== Exercise text ==

SNP deputy first minister John Swinney apologises for breaking Covid rules after being pictured on campaign trail with four other party activists
- Deputy first minister John Swinney took selfie in front of four other SNP activists
- Senior figure deleted the picture just hours after sharing it on Twitter last Friday
- Comes after SNP business minister Graeme Dey apologised for breaching rules
The SNP’s deputy first minister John Swinney has apologised for breaking Covid-19 rules after he was pictured on the campaign trail with four other party activists.
Mr Swinney posted a picture on his Twitter account with fellow Scottish National Party activists on Friday, but deleted it just a few hours later after it appeared to show a direct breach of the rules.
Since March 12, the Scottish Government has allowed groups of no more than four people, from two different households, to meet up outside for exercise and recreation.
SNP deputy first minister John Swinney took a selfie with party activists as they gathered last Friday. He deleted the picture from Twitter within hours of sharing it online
The country remains in lockdown, but is expected to swap its Stay at Home message for ‘Stay Local’ guidance on Friday.
Mr Swinney posted a picture on social media shortly after 3pm on Friday (26 March) showing him meeting four other party activists while out leafleting for May’s Scottish Parliament elections.
But he quietly deleted the image hours later after SNP bosses were approached for comment over a separate breach of legal restrictions involving the party’s parliamentary business minister Graeme Dey.
Mr Swinney’s social media post appears to show a direct breach of the rules but the Perthshire North candidate would not comment on why he deleted the image, which attracted more than 190 retweets and 1,300 likes before it was pulled down.
After deleting the post, Mr Swinney said: ‘We should not have gathered together at that time and I apologise for that’
However, Mr Swinney did say: ‘A small number of my supporters were leafleting in the same town.
‘We should not have gathered together at that time and I apologise for that.’
Lib Dem councillor Peter Barrett, who is running against Mr Swinney in the Perthshire North constituency, said he was ‘disappointed’ Mr Swinney chose to delete evidence of the breach rather than apologise immediately.
‘Every candidate needs to set a good example, and that goes double for Cabinet ministers. Instead senior SNP figures have breached the rules at the first available opportunity,’ Mr Barrett said.
‘Perthshire North needs an MSP who will uphold high standards in public office.’
Murdo Fraser, Scottish Conservative candidate in the constituency, said: ‘This is very embarrassing for John Swinney, who, as deputy first minister, should be very aware of the various Covid restrictions.

===

Brief 1. List every person named in the article about John Swinney.
Brief 2. Return the passage of the article about John Swinney from "After deleting the" to "the same town.", copied word for word.
The rows come from a source unrelated to the article about John Swinney.

== Information supplied ==

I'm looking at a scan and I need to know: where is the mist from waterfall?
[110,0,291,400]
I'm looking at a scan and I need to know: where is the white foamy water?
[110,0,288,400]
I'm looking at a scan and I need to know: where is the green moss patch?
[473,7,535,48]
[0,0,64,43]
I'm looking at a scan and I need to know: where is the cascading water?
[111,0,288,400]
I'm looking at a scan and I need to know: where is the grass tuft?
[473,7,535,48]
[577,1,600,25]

===
== Information supplied ==

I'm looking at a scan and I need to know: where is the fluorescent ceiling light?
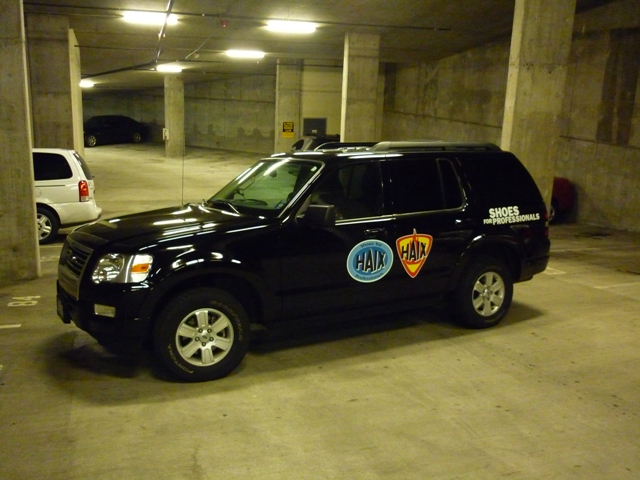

===

Output 1. John Swinney, Graeme Dey, Peter Barrett, Murdo Fraser

Output 2.
After deleting the post, Mr Swinney said: ‘We should not have gathered together at that time and I apologise for that’
However, Mr Swinney did say: ‘A small number of my supporters were leafleting in the same town.